• [Dataset excerpts]:
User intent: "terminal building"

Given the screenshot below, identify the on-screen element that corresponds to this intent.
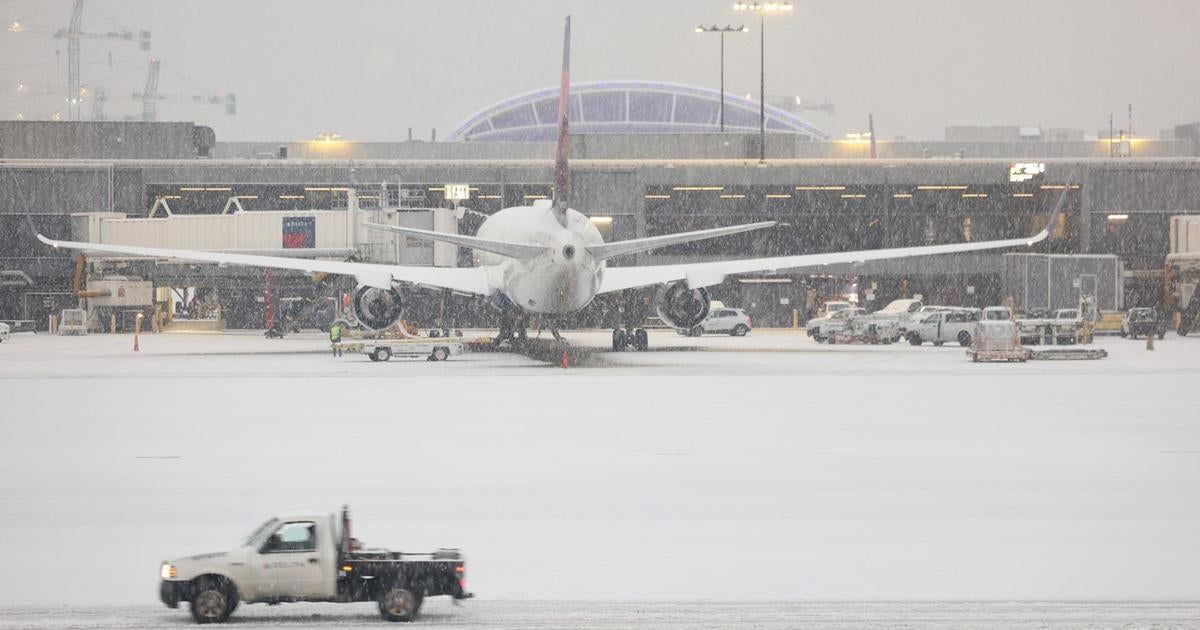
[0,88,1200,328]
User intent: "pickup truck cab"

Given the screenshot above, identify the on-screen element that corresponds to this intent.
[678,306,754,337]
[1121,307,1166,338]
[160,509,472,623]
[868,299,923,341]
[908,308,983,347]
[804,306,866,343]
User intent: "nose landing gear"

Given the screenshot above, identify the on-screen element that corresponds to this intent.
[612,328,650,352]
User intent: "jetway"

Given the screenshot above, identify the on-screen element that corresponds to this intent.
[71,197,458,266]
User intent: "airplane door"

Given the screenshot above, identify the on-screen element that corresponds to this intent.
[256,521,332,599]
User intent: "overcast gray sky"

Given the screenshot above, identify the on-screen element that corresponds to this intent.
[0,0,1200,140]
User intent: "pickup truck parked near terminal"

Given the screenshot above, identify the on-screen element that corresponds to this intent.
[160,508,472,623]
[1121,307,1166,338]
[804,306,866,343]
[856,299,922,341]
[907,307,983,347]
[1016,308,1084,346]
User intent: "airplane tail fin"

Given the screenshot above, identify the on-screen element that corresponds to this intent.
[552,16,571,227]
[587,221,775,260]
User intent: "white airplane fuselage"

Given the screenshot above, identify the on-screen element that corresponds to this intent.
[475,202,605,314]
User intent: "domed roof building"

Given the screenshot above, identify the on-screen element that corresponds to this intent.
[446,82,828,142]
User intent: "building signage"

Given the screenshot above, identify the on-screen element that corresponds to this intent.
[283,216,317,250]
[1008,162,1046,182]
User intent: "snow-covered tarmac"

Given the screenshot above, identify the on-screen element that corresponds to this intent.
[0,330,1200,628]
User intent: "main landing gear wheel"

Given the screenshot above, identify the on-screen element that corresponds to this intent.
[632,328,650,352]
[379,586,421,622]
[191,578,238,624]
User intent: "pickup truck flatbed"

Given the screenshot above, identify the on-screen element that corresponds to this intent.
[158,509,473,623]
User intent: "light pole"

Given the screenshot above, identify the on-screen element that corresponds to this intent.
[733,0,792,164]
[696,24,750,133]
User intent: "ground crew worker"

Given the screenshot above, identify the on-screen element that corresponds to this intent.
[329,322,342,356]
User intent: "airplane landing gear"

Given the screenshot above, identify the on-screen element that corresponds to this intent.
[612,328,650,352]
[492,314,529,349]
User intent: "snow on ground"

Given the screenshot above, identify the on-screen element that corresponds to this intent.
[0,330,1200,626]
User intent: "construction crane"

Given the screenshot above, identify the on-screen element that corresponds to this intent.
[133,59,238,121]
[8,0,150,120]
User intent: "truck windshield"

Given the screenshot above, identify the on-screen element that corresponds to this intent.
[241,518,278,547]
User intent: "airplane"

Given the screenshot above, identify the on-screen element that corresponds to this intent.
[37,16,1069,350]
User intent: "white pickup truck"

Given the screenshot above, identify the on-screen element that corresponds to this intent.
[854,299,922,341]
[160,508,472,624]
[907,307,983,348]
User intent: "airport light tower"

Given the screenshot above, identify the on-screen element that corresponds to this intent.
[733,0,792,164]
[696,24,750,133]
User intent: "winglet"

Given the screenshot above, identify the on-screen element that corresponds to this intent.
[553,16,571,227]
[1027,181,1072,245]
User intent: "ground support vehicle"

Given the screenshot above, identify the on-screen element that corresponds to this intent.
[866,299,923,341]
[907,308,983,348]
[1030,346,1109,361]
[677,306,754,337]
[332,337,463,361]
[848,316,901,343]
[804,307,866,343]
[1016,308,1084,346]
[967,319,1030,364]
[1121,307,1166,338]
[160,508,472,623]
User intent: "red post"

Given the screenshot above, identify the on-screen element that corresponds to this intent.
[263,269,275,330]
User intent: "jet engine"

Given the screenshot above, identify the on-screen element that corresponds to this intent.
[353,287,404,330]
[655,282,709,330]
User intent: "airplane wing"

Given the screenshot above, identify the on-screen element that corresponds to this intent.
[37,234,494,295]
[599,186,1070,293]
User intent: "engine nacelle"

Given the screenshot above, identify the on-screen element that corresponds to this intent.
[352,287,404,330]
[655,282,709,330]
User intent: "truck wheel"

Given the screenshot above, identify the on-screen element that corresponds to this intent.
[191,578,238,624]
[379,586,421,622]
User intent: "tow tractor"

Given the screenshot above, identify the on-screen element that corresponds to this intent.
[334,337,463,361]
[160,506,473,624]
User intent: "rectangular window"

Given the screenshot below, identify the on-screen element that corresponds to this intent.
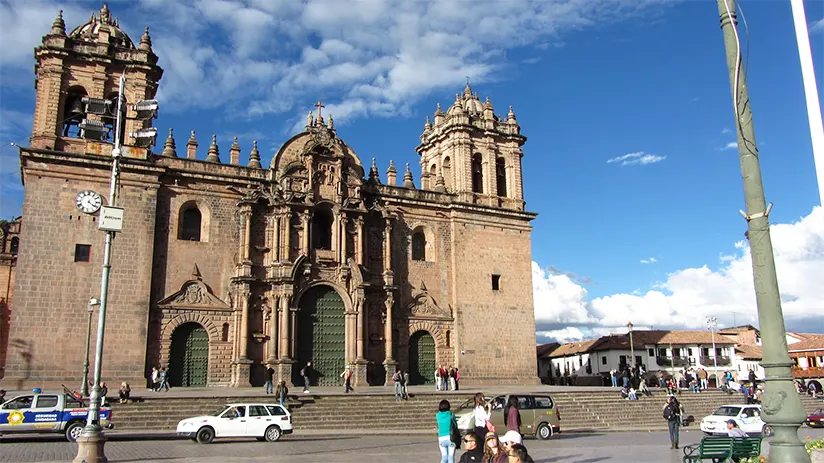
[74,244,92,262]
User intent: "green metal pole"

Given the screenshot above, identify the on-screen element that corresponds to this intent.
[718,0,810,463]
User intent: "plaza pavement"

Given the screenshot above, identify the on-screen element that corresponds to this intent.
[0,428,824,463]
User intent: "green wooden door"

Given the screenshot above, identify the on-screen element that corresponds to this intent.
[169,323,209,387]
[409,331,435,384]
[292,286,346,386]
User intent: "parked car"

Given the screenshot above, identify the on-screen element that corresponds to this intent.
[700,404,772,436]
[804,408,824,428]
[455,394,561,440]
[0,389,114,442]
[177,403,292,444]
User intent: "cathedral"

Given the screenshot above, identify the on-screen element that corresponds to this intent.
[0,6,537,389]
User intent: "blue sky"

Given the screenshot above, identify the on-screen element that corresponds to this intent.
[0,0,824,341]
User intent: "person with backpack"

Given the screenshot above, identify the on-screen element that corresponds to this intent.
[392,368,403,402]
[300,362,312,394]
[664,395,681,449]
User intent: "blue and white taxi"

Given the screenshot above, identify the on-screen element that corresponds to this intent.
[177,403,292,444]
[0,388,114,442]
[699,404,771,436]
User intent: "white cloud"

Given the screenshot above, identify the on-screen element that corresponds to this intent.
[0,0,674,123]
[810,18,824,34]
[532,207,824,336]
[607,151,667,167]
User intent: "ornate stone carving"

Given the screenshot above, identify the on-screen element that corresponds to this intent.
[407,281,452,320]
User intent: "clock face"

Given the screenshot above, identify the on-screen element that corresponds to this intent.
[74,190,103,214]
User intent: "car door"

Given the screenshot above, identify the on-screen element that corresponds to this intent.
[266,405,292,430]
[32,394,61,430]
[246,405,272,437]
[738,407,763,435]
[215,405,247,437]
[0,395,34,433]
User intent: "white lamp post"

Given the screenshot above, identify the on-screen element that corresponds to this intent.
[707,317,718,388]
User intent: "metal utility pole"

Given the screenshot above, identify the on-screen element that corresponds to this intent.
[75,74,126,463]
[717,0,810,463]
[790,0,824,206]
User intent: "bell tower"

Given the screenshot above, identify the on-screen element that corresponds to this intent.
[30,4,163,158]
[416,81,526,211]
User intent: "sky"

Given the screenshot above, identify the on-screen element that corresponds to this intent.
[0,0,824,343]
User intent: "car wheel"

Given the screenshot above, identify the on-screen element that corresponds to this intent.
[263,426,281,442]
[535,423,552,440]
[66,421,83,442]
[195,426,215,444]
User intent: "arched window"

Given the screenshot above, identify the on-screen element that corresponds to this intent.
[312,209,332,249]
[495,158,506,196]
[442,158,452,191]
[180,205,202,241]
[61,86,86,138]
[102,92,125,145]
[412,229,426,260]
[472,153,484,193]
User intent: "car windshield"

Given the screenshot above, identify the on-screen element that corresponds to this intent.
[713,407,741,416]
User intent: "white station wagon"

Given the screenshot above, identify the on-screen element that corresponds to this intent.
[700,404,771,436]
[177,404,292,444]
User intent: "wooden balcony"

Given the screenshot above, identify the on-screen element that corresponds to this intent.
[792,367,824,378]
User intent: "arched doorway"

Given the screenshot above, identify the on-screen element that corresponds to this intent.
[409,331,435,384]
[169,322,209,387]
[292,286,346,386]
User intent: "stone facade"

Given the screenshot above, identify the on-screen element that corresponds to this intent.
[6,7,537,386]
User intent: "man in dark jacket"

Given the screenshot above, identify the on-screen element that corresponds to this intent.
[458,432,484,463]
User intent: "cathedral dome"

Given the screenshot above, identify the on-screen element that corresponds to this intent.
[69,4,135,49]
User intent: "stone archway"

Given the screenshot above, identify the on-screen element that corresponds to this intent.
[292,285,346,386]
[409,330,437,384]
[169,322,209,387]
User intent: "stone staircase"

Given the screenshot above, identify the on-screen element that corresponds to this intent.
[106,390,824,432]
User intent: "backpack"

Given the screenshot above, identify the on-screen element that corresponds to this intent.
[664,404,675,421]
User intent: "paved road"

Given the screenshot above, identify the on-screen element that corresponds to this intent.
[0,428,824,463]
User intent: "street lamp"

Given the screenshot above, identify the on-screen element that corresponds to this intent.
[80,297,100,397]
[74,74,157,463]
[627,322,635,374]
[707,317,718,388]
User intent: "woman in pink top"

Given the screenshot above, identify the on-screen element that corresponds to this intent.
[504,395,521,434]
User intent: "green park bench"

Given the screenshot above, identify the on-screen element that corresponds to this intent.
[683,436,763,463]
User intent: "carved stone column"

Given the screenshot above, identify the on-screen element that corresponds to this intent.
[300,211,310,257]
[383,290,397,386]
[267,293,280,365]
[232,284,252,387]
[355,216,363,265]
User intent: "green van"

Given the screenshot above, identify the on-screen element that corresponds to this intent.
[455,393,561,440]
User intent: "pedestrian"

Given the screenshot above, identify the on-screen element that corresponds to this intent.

• [Problem to solve]: Identify every line of the entries above that contains the string "backpack", where case counts, and copy each one.

• [In response]:
User intent: "person with backpack"
User intent: "backpack"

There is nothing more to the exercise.